How to complete this task = Retype the records below exactly as they appear.

Extracted records =
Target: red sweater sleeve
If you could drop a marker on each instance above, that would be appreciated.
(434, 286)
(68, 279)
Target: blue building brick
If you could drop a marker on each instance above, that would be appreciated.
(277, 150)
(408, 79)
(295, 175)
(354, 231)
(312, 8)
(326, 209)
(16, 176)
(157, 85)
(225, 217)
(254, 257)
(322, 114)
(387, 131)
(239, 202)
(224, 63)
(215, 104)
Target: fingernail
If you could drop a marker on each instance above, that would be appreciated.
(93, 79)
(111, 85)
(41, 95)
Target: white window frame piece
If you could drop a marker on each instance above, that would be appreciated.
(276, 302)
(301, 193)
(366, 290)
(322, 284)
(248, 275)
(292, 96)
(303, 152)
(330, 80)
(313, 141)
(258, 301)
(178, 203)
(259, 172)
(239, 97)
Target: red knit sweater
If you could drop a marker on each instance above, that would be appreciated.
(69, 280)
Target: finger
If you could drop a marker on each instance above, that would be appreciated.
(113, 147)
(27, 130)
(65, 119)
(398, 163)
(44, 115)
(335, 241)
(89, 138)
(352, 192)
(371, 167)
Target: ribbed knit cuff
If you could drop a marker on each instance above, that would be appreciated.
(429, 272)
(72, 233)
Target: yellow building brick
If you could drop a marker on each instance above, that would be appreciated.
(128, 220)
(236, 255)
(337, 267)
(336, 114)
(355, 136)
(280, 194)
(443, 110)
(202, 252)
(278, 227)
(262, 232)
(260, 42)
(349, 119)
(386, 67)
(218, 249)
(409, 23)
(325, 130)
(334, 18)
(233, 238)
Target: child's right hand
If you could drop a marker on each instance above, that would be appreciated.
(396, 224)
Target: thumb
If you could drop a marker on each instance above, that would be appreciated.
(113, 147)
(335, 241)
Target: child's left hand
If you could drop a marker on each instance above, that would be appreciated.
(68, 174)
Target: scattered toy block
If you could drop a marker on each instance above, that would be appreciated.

Task response =
Target: red sweater sleeve
If you could drop a marker on each instance above, that would be appreciated.
(434, 286)
(68, 279)
Target: blue building brick
If you could drop a marker on each instance above, that would be appreciated.
(277, 150)
(408, 79)
(295, 175)
(354, 231)
(312, 8)
(326, 209)
(16, 176)
(157, 85)
(225, 217)
(254, 257)
(322, 114)
(387, 131)
(239, 202)
(224, 63)
(215, 104)
Target: fingernail
If you could drop a marker on each instance above, that would be appreciated.
(93, 79)
(111, 85)
(41, 95)
Target: white window frame piece
If you could drop a marker on each instance above, that would be appreciated.
(276, 302)
(301, 193)
(366, 290)
(322, 284)
(248, 275)
(292, 96)
(303, 152)
(330, 80)
(313, 141)
(258, 301)
(178, 203)
(259, 172)
(239, 97)
Target: red knit sweater
If you could drop a marker on each instance above, that would be appreciated.
(69, 280)
Target: finger
If you could drop a marker on each instance above, that would be appreciated.
(113, 147)
(27, 130)
(65, 119)
(398, 163)
(44, 115)
(335, 241)
(89, 138)
(352, 192)
(371, 167)
Target: ribbed knit cuff
If you could drop a marker on each instance above, that would be appreciated.
(429, 272)
(72, 233)
Target: yellow building brick
If you could drop a marker on each instance above, that would be appreciated.
(128, 220)
(236, 255)
(337, 267)
(336, 114)
(355, 136)
(280, 194)
(443, 110)
(202, 252)
(278, 227)
(262, 232)
(260, 42)
(349, 119)
(386, 67)
(218, 249)
(409, 23)
(325, 130)
(334, 18)
(233, 238)
Target: child's right hand
If you could drop a marker on each instance above, that would be appreciated.
(396, 224)
Target: thumb
If you could drop a marker on each instance above, that would be appreciated.
(113, 147)
(335, 241)
Target: child's left hand
If you could drop a marker on each instance above, that would be appreciated.
(68, 174)
Target: scattered toy block
If you could drop a marker on each instance above, that would be appreciated.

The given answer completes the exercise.